DOCUMENT PASSAGE section start

All over the world people's loved ones are returning from beyond. No one knows how or why this is happening, whether it's a miracle or a sign of the end. Not even Harold and Lucille can agree on whether the boy is real or a wondrous imitation, but one thing they know for sure: he's their son.
As chaos erupts around the globe, the newly reunited Hargrave family finds itself at the centre of a community on the brink of collapse, forced to navigate a mysterious new reality and a conflict that threatens to unravel the very meaning of what it is to be human.
With spare, elegant prose and searing emotional depth, award–winning poet Jason Mott explores timeless questions of faith and morality, love and responsibility. A spellbinding and stunning debut, The Returned is an unforgettable story that marks the arrival of an important new voice in contemporary fiction.
'In his exceptional debut novel, poet Mott brings drama, pathos, joy, horror and redemption to a riveting tale.' – Publishers Weekly, starred review.
'White–hot debut.' – Entertainment Weekly.
PUBLISHERS WEEKLY
In his exceptional debut novel, poet Mott brings drama, pathos, joy, horror, and redemption to a riveting tale of how the contemporary world handles the inexplicable reappearance of the dead. The primary focus is on Harold and Lucille Hargrave, who lost their son, Jacob, half a century ago in a tragic drowning accident on his eighth birthday. Amid global rumors about "the Returned," their son arrives at their doorstep with an agent from the International Bureau of the Returned still eight and healthy, as if nothing has changed in more than 50 years. Locals have mixed feelings when Arcadia, their small, backwater Southern town, is inundated with soldiers and taken over as a refuge for the multitude of Returned who have nowhere else to go (not every family wants them back), and Mott ratchets up the tension. Are the Returned walking, breathing miracles? Or signs of the Devil and "the end of times"? Even local Pastor Robert Peters cannot decide how to respond to these people, haunted as he is by the sudden reappearance of the love of his life, a girl who died as a teen. When some of the disgruntled locals take matters into their own hands, there is an apocalypse of sorts and both the frailty and strength of human character become evident; Mott brings depth and poignancy to the Returned and their purpose for existing.

DOCUMENT PASSAGE section end
THE DATA section start

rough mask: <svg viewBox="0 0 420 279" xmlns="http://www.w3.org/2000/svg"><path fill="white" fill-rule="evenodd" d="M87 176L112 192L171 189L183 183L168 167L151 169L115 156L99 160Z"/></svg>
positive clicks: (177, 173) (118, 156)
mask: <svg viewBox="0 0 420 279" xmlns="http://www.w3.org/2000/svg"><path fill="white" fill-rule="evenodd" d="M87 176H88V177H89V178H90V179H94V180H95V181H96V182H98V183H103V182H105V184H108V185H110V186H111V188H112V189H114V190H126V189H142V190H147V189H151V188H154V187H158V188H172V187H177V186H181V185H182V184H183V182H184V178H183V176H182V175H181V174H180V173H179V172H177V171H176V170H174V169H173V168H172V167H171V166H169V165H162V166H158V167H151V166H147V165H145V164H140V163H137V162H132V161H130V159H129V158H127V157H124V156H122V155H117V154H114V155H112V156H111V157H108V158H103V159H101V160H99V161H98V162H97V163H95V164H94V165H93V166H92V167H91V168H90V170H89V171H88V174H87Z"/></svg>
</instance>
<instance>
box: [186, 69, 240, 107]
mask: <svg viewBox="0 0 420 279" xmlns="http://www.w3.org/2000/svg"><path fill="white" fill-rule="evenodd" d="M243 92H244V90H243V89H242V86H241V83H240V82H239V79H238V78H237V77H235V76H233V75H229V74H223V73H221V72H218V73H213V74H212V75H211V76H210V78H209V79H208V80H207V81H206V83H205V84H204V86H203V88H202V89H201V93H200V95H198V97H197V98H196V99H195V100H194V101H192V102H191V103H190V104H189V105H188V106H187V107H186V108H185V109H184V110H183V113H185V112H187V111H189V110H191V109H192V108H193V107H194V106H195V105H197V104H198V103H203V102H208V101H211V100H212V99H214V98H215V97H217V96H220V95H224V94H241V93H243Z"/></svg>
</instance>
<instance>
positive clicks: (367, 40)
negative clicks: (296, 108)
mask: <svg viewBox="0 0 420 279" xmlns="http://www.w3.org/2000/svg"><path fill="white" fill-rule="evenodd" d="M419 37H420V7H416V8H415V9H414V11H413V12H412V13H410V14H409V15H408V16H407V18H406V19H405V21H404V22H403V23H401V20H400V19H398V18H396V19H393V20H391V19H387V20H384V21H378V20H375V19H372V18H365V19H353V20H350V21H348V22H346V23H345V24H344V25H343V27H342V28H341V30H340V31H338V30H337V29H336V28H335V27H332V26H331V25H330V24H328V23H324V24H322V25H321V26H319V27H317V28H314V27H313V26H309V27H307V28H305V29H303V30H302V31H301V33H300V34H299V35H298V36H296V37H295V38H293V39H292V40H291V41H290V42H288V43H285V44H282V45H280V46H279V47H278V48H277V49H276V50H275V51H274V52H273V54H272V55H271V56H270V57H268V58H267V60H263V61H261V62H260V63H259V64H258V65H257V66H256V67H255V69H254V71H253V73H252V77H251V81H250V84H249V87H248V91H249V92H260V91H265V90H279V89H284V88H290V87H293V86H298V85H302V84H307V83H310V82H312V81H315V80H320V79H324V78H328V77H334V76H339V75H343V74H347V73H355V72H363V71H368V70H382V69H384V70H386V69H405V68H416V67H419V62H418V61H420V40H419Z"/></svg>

THE DATA section end

EXERCISE 1 » In the description of The Returned, change "riveting" to "gripping" in the section that begins at "With spare, elegant" and stops after "Weekly, starred review.".
EXERCISE 2 » In the description of The Returned, how old was Jacob Hargrave when he drowned?

RESPONSE AREA 1 »
With spare, elegant prose and searing emotional depth, award–winning poet Jason Mott explores timeless questions of faith and morality, love and responsibility. A spellbinding and stunning debut, The Returned is an unforgettable story that marks the arrival of an important new voice in contemporary fiction.
'In his exceptional debut novel, poet Mott brings drama, pathos, joy, horror and redemption to a gripping tale.' – Publishers Weekly, starred review.

RESPONSE AREA 2 » Eight. He drowned on his eighth birthday.